**STATED GOAL:** Pictures stay out of your copy, but everything else in the records below must be repeated exactly.

>> START

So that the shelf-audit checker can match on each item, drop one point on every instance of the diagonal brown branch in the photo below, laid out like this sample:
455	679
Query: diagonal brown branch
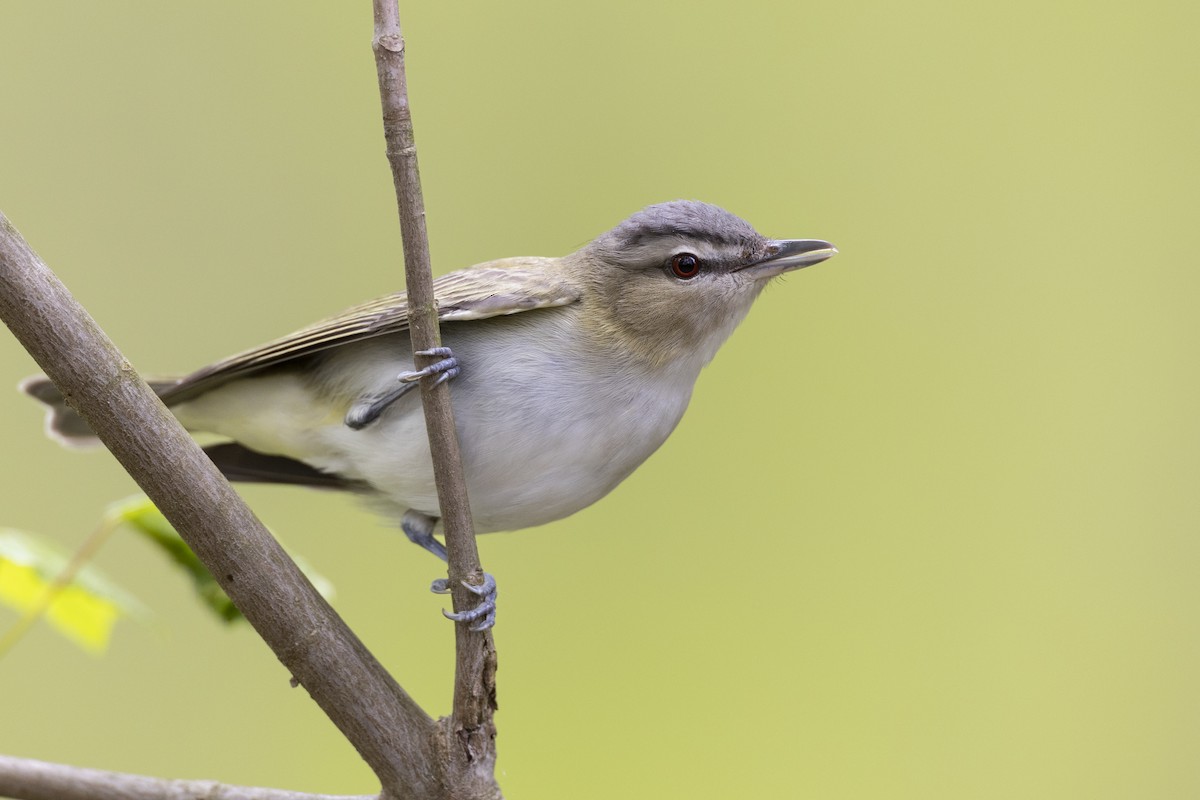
472	732
393	734
34	780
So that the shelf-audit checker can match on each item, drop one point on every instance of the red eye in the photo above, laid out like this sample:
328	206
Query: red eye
684	265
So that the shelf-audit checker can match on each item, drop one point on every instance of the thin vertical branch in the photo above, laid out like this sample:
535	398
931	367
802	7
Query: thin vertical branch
472	734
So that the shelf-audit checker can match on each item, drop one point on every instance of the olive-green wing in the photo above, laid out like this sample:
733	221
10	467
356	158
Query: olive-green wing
492	289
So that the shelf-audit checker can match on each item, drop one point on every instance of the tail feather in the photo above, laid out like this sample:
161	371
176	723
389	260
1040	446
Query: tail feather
235	462
63	422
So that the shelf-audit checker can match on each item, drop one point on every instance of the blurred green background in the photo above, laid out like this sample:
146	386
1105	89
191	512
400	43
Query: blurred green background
929	528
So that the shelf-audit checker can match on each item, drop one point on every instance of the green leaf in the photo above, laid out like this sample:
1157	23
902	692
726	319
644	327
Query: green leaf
84	611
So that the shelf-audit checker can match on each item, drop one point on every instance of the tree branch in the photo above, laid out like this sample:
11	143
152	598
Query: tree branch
472	731
34	780
391	733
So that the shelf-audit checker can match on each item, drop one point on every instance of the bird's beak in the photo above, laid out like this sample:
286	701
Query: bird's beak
787	254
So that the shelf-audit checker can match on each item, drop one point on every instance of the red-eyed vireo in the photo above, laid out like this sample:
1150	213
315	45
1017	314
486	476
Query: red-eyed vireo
568	373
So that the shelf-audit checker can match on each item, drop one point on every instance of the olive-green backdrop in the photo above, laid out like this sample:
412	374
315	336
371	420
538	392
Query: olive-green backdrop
930	525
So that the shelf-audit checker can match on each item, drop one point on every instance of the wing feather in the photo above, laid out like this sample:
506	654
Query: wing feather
492	289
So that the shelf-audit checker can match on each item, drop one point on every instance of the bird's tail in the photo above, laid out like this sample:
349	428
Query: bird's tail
235	462
63	422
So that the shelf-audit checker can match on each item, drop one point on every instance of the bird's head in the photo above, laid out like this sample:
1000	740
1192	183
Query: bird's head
672	282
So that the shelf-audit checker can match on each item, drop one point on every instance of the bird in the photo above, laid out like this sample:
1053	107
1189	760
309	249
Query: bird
568	374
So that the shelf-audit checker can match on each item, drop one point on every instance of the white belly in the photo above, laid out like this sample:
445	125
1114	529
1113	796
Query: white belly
545	429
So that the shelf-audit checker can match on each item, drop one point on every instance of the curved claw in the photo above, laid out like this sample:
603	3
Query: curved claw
485	612
445	368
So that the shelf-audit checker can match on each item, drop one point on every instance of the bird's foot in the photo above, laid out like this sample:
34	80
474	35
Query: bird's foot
447	368
372	407
481	617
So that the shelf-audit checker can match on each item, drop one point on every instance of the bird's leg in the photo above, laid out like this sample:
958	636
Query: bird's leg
370	408
419	529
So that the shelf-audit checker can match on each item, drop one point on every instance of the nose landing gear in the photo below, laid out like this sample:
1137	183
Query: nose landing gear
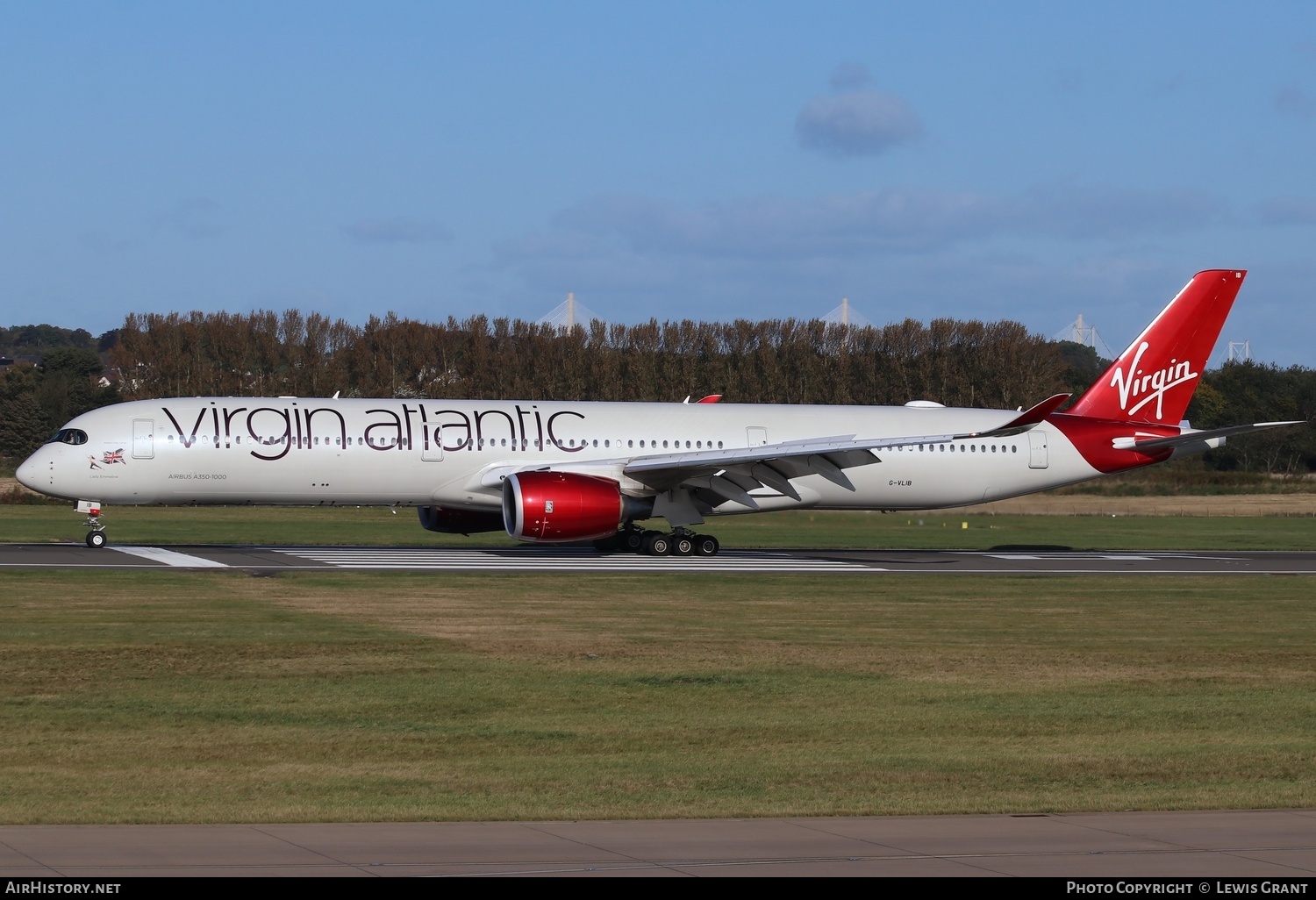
97	536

>> END

**EXPECTED ANSWER:**
So that the shelf-audit checker can match on each item, drop one point on every instance of the diagonal brown branch in the photo below, laid out like this sample:
455	679
Query: diagonal brown branch
472	732
393	734
34	780
So that the shelf-audit checker can match on each item, drop one point on every instance of the red eye in the photo above, laid out like this sample:
328	206
Query: red eye
684	265
So that the shelf-audit checker can match on each item, drop one point on every instance of the thin vertical branch in the photo above, laid out like this sample:
535	398
931	367
802	7
Query: thin vertical branch
472	734
So that the shelf-audit checker can match on each item, drop one point on every instance of the olive-green wing in the photo above, laid out like this sample:
733	221
10	467
356	158
Query: olive-green wing
492	289
So that the shelf-audit checker can match on each item, drop one point on every instance of the tail feather in the photo above, laid out like this sample:
161	371
176	723
389	260
1040	446
Query: tail feather
235	462
63	422
So that the shelf-audit checker can match on each item, drop one point on every instance of the blurred green background in the photo above, laid out like this sample:
146	386
1105	89
191	512
400	43
Query: blurred green background
929	528
So that the shelf-audit checker can match on each item, drop one point on every instance of the green leaf in the photo above, laid out like this sample:
1157	23
902	692
726	319
644	327
Query: green leaf
84	611
So that the shelf-audit checker can match on each item, drop one point on every instance of the tree branch in the photo above, laid out like this sample:
11	143
152	598
Query: tree branch
472	731
34	780
391	733
So that the shelf-audit checker can match on each item, drop one point on every instance of the bird's beak in the photo above, laid out like this sample:
286	701
Query: bird's beak
787	254
So that the shelf-audit checker can match on each item, drop one point on every instance of the red-eyed vireo in the photo above, laid out like this sample:
1150	213
315	45
1017	314
486	476
Query: red-eyed vireo
568	373
So that the shelf-audit checker can match on each item, drop one point on every instance of the olive-green backdrop in the photo above, laid out like this sample:
412	374
315	336
371	420
538	392
Query: olive-green backdrop
930	525
So that the shelf-audit checker can match on each item, drop one point on every instance of the wing feather in the photo above, laid out like this sample:
506	654
Query: wing feather
492	289
So that the shelf-audit checker can match on each item, drop one point on every instance of the bird's tail in the photo above, laid out like this sample:
349	428
Query: bird's tail
235	462
63	422
So that the shelf-audit checker can match on each item, drop one point on every instance of the bird's head in the photo above, laid out like this sample:
1000	740
1192	183
Query: bird's head
672	282
So that the shelf-audit checker can match on each item, drop one point on every instance of the bird in the photo above, laid out like this sample:
1053	107
1189	760
309	249
Query: bird
568	374
So that the shelf-audit checker can match on each item, drop one point on every instance of the white belly in the photo above, laid out like this sample:
445	125
1114	529
1113	796
Query: white belly
545	429
So that the shelf-audit checker can match on each item, drop one point on every instance of the curved claw in the photo above, laid out like this sample:
603	3
Query: curved claw
485	612
445	368
So that the shelf-audit checker can match on each item, drop one point on every instance of the bird's foot in the photo above, laid out like this sample:
34	80
474	35
Query: bird's foot
447	368
372	407
481	617
So that the shelf-audit checker can match on each item, drop one point on every instance of the bird's leg in the photo above, laid out like this sample:
958	636
Query: bird's leg
370	408
419	529
So that the shelf-audit checker can match on each item, drop one point on every instance of the nose landing gear in the photo below, laid out like this sample:
1137	183
Query: nose landing gear
97	536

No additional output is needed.